→ **Jobs**
1 - According to the interview with Marybeth D'Amico, how long did it take her to finish "Where I Lay My Baby Down"?
2 - Pick up the interview with Marybeth D'Amico after its last sentence and carry it on.

10 Questions: Marybeth D’Amico

Marybeth

While she is currently located in Germany, Marybeth has all the styling and sounds of a true American folk singer. She recently finished recording her first full-length album, Heaven, Hell, Sin and Redemption to be released later this year. In the meantime she took a few minutes to answer some questions.


Q: What was the first instrument you learned to play and how old were you? Any stories about your first or favorite instrument?

A: I took piano for one year when I was ten before quitting to play flute in the school band. I was very square and would never have dreamed of being in a rock band. I was the girl in choir, band and the musicals. I only took up the guitar about seven years ago, after my daughter started taking guitar lessons.

Q: Of your songs, which is your favorite to perform and why? Of the cover songs?

A: Oh gosh, that’s hard to say. Its always fun to perform a song that the audience responds to. Like I have a song called “Save Your Soul” that’s told from the perspective of three different players involved in a sex scandal. I generally get a good reaction from it and its fun to act out. I’m a bit of a ham.

One cover I like to play is “I Long For Your Kiss” by Lucinda Williams/Duane Jarvis.

Q: What does your creative process look like? How do you come up with ideas and new songs?

A: I think I’m not the first person to say that the songwriting process is somewhat mysterious.

Marybeth

Often I sit down on the couch and mess around with some chords, then sing something meaningless over it.

If I’m lucky, the melody immediately suggests to me what the song should be. Like, one day I was messing around with what sounded sort of like a bluegrass picking to me. It made me think of a prairie wife who was looking across the fields and was mourning her little one. I started singing something immediately and the song “Where I Lay My Baby Down” was finished in about a half an hour. But those are the rare ones. Most take more work.

Sometimes I have an entire melody without a theme, then I write the lyrics. I nearly always write the lyrics on computer.

Q: What was the first song you wrote and do you still play it?

A: I wrote a song called “Bad Girl” about a girl who never does what she’s supposed to. It was actually based on a post that a young girl I knew made on an Internet chat board, and it had all sorts of interesting details in it, like how she stole some money to buy a guitar.

→ **Excerpted records**
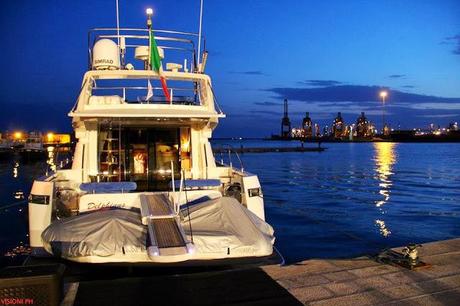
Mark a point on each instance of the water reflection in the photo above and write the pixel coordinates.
(51, 159)
(15, 170)
(384, 158)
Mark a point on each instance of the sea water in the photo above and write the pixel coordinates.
(352, 199)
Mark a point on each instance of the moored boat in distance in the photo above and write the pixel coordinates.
(144, 186)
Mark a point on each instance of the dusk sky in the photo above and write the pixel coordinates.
(324, 56)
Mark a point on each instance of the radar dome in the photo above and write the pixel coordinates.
(106, 55)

→ **Replies**
1 - About half an hour.

2 -
Little details like that make a song very authentic. But I don’t perform that song anymore, because I later wrote what I thought was a stronger song on a similar theme, called Summa Cum Laude, which is on my EP “Waiting to Fly.” It’s about a young woman who always did what was expected of her, but decides she’s not going to do that anymore.

Q: How has your music and style evolved over the years you’ve been performing?

A: I’m pretty new to all this; I wrote my first song in 2003, released my five-song EP in 2006 and am coming out with my first album in mid-2008. But if I can talk of an evolution, its that you develop a better instinct for what makes a good song, and you learn to discard the rest.

Q: What were your last five music purchases?

A: Kathleen Edwards – “Asking For Flowers.” I’m in love with this album, I love the way this woman tells stories.
Teddy Thompson – “Upfront and Down Low”
Teddy Thompson – “Teddy Thompson” (his debut)
Mary Gauthier – “Between Daylight and Dark”
Eilen Jewell – “Letters from Sinners and Strangers”

Q: What is your musical guilty pleasure, the one artist or album that you don’t admit to liking?

A: I don’t really believe in a guilty pleasure, what ever turns you on you should listen to.

Q: Are you a full time musician or do you have a side gig? Where do you hope your music takes you?

A: I’m not a full time musician yet, I’m a freelance journalist on the side. I’m just seeing where it takes me once I get this debut album launched.

Q: If you could sit down for an hour and play with any musician, alive or dead, who would it be and what would you ask them?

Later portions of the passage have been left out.